- **取り組む課題**
本文の「そのほかに、日本に中毒患者が」から「ある。以下に詳しく述べたい。」までをすべて、「カエンタケ」を「火炎茸」に差し替えて書き出せ。

- **抜粋した本文**
++++++

餅もミカンも注意「カビは削れば食える」の危険 多くのカビ毒は症状がすぐに表れない
激しい中毒症状をおこすキノコの代表は、タマゴテングタケである。毒素成分であるアマトキシンはアミノ酸からなる環状ペプチドだ。タンパク合成に関与する酵素の活性を阻害する作用がある。テングタケ中毒は、肝臓の機能を喪失させ、キノコ1本で人を死に至らしめる。
そのほかに、日本に中毒患者が多いニセクロハツがある。その毒素は強力な2-シクロプロペンカルボン酸である。日本では、7人の死亡例があり、食べてから数分で言語障害とけいれんに見舞われる。
近年は、真っ赤な炎の形をしたカエンタケという毒キノコが、夏から秋に公園などでも見つかる。このキノコは触っただけでもかぶれる。食した場合も、嘔吐や下痢などの症状を呈して腎機能に障害が起きる。
カビ毒はすぐに症状が表れない
一方、カビの毒性の多くは、キノコと違って、すぐに症状が表れない慢性毒性である。以下に詳しく述べたい。
カビ毒を生産することがわかっているカビは、私たちの身近にいる腐生菌(ふせいきん)である。穀物や果物などの食物から、カビ毒は腐敗に伴って発見される。リンゴでもミカンでも、よく生えるカビは大体決まっている。穀物では、収穫前と収穫後で生えるカビの種類が違っている。そういった食物で見つかるカビについては毒性が調べられている。

++++++

- **抽出された記録**
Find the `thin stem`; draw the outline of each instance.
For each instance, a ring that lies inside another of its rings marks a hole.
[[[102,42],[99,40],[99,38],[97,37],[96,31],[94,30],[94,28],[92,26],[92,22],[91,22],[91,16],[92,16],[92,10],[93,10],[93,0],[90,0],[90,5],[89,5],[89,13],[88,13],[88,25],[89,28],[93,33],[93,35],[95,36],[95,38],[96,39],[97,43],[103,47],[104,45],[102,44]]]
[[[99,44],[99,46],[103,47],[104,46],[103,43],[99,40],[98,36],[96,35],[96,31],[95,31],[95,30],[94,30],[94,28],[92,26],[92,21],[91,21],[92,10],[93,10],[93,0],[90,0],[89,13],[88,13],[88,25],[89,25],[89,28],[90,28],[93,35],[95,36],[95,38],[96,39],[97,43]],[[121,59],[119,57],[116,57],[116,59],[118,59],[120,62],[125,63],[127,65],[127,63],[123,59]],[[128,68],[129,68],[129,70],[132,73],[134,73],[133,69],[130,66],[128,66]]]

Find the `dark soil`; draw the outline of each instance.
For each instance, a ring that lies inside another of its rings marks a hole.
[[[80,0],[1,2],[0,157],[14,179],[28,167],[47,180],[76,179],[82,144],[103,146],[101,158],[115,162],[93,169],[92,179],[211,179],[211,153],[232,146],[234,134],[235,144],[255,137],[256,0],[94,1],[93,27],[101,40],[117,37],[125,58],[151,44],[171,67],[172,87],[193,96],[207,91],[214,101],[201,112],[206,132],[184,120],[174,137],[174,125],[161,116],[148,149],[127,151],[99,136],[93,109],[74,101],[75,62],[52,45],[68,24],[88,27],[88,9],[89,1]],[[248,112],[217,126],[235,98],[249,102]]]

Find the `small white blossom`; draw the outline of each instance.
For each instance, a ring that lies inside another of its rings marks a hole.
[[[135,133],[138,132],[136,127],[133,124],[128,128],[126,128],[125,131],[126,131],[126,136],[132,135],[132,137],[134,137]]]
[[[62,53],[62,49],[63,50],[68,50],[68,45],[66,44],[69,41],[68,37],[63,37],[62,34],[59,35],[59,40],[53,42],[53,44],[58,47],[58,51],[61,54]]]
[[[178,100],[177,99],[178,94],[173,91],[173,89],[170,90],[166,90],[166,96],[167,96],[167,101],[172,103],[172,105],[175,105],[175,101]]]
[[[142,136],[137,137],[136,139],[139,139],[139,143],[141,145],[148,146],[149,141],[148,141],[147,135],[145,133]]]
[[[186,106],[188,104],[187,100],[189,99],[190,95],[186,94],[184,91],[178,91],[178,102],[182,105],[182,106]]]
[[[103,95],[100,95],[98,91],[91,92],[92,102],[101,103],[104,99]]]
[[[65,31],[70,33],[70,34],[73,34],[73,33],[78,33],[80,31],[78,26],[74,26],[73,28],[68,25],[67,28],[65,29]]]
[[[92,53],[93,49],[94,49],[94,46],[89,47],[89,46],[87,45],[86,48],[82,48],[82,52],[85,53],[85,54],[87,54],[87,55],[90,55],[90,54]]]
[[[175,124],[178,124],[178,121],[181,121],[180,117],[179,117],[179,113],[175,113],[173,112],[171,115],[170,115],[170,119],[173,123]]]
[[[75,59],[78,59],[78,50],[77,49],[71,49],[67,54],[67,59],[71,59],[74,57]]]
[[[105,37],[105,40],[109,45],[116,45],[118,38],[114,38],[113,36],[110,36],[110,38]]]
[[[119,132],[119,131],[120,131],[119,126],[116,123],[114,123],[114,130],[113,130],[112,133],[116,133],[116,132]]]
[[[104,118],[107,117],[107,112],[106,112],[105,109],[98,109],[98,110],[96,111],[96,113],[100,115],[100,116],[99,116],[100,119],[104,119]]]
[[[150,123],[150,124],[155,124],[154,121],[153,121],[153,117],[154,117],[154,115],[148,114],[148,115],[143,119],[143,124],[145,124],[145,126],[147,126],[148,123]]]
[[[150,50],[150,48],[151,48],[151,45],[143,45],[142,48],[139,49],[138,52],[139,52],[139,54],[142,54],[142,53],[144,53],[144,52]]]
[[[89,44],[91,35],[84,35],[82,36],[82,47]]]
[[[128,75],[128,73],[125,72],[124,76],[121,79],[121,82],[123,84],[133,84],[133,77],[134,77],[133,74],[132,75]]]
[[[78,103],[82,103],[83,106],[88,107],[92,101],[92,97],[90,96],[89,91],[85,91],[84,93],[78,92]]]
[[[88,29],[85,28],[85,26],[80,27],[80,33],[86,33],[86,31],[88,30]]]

++++++

- **回答**
そのほかに、日本に中毒患者が多いニセクロハツがある。その毒素は強力な2-シクロプロペンカルボン酸である。日本では、7人の死亡例があり、食べてから数分で言語障害とけいれんに見舞われる。
近年は、真っ赤な炎の形をした火炎茸という毒キノコが、夏から秋に公園などでも見つかる。このキノコは触っただけでもかぶれる。食した場合も、嘔吐や下痢などの症状を呈して腎機能に障害が起きる。
カビ毒はすぐに症状が表れない
一方、カビの毒性の多くは、キノコと違って、すぐに症状が表れない慢性毒性である。以下に詳しく述べたい。